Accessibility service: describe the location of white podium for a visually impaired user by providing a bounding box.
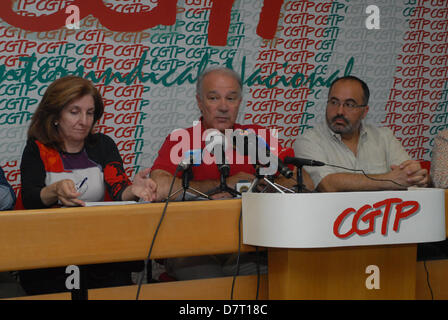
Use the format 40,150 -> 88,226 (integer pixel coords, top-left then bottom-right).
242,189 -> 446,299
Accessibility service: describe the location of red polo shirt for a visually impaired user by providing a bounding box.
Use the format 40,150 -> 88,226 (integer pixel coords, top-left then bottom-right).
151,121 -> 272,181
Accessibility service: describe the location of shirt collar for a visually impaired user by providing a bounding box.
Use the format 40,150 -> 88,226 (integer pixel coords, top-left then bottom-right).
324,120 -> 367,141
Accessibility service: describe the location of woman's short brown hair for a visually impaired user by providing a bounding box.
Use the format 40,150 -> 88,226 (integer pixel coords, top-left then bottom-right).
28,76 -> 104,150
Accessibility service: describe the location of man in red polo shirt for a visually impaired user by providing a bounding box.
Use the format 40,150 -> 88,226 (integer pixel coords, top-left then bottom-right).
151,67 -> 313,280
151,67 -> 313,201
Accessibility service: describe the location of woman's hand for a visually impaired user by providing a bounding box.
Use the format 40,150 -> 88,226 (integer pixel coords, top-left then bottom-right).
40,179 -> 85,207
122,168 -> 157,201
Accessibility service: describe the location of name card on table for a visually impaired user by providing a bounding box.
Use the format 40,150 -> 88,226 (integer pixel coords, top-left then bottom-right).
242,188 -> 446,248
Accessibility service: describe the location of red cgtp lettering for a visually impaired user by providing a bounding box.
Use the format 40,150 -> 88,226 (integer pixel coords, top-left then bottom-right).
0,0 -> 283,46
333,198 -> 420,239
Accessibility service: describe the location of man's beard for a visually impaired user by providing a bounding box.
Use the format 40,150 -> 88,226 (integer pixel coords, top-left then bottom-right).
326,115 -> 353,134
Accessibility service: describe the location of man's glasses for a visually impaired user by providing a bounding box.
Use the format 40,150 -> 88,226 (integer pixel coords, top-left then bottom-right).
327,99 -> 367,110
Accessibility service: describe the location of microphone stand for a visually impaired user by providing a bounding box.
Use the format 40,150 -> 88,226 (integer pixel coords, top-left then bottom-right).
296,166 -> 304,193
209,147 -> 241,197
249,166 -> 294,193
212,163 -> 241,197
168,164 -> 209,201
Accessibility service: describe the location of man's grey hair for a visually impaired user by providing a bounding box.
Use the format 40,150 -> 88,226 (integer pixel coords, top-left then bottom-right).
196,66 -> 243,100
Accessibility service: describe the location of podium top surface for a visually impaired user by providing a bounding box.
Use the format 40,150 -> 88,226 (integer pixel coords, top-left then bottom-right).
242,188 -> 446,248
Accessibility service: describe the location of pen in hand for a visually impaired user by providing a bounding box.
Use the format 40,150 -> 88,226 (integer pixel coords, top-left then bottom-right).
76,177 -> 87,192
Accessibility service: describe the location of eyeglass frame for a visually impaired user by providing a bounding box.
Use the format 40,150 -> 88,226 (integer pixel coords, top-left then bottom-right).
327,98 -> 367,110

===============

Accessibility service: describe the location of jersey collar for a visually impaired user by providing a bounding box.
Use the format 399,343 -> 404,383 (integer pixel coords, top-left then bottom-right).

===============

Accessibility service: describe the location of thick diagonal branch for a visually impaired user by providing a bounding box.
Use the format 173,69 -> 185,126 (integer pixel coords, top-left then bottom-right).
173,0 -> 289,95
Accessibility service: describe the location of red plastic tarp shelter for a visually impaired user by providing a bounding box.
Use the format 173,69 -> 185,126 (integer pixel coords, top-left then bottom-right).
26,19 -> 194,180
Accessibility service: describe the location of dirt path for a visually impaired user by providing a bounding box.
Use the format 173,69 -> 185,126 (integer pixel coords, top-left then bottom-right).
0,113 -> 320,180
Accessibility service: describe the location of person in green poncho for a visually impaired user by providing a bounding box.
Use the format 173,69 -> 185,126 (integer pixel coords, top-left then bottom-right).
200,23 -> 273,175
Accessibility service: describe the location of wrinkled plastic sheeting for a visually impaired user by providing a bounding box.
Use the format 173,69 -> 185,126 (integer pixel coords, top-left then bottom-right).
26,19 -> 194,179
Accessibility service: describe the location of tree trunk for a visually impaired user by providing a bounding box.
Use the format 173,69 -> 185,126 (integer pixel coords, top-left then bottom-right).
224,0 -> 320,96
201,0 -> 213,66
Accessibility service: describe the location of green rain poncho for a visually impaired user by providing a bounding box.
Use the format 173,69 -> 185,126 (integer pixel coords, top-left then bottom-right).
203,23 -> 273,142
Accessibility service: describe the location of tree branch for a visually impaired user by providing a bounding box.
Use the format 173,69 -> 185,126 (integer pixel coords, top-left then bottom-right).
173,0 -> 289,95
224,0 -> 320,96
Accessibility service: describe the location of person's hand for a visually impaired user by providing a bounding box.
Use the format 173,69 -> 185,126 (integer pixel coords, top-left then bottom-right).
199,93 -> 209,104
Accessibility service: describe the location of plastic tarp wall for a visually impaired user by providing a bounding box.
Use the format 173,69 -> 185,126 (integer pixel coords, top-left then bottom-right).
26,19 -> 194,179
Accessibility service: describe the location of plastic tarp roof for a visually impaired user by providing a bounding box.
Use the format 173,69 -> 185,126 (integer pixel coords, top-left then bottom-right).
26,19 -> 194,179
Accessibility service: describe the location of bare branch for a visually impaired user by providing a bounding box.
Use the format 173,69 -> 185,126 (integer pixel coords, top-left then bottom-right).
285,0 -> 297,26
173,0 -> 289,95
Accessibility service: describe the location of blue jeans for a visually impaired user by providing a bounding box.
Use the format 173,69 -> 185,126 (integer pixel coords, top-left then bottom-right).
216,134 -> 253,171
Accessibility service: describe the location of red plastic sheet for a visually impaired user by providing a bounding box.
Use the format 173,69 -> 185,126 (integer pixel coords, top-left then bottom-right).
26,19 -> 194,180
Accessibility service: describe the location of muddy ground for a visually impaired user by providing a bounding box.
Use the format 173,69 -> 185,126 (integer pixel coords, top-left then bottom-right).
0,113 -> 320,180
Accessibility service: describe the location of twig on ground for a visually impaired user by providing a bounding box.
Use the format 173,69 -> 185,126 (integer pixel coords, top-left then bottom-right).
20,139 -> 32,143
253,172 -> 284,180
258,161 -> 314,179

===============

§ TASK:
Rewrite the lines between the one holding "Accessibility service: describe the location of shirt" and the one holding "324,120 -> 367,141", inclusive, with "shirt collar" replaced by "jacket collar" and nothing else changed.

§ RESULT FOR THIS EXERCISE:
Accessibility service: describe the location of jacket collar for a visually impaired user by providing a bounding box.
Use the format 40,150 -> 88,226 (integer pixel coords, top-left then bottom-right).
324,120 -> 367,141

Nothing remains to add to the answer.